• [TASK INPUTS]:
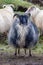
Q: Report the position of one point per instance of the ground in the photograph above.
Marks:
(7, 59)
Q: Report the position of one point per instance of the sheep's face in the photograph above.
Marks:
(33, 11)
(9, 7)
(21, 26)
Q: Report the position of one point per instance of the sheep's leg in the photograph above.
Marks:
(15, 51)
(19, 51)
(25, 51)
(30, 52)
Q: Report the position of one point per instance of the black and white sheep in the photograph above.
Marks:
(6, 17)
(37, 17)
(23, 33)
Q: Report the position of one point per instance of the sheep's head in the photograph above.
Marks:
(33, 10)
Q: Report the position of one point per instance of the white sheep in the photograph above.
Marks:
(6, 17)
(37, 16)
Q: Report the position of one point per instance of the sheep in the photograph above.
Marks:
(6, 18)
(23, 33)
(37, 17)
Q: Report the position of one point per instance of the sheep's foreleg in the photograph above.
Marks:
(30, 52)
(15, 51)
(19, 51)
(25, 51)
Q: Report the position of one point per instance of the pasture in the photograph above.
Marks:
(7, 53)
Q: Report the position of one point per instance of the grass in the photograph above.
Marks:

* * *

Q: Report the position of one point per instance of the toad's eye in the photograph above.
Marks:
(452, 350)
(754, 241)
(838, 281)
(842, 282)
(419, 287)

* * *

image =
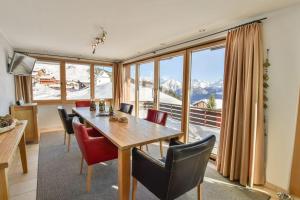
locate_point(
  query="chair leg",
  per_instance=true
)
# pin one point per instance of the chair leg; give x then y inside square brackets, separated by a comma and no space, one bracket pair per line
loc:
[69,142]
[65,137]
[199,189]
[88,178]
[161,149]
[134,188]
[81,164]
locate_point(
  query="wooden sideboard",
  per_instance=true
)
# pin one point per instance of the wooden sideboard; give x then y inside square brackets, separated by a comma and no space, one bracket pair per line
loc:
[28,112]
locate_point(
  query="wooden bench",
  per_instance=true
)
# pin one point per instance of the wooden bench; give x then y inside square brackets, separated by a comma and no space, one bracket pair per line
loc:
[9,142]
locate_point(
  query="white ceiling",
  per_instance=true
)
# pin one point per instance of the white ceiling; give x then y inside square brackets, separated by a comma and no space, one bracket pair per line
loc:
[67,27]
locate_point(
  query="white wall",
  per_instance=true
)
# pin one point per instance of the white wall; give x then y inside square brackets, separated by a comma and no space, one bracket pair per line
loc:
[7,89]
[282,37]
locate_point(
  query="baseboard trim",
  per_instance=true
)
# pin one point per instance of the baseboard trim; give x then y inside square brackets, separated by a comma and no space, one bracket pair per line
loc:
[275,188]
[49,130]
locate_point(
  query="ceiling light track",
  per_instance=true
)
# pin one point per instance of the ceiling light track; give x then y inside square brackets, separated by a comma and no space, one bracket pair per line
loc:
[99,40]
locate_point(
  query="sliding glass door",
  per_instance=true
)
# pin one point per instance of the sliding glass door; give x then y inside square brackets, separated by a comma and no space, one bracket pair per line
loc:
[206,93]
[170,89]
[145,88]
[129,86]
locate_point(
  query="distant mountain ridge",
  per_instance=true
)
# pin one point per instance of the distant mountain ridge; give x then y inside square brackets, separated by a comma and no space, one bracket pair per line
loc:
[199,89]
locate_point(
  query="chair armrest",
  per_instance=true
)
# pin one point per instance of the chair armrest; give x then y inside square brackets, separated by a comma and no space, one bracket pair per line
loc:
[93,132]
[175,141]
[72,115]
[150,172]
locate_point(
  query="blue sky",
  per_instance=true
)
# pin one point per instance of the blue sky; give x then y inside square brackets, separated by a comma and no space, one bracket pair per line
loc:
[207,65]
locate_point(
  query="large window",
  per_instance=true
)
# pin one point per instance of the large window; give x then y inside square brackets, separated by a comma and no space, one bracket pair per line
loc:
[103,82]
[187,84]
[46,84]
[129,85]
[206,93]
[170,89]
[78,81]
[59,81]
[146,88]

• [YOUR OBJECTIVE]:
Pick out each line in the items above that contains the string "sliding", and copy those lines in full. Case counts.

• [TASK OUTPUT]:
  query="sliding glass door",
# pin one point per instance of the sliding glass door; give x then y inside square brackets, separated by a comma and no space, one bracket pair per line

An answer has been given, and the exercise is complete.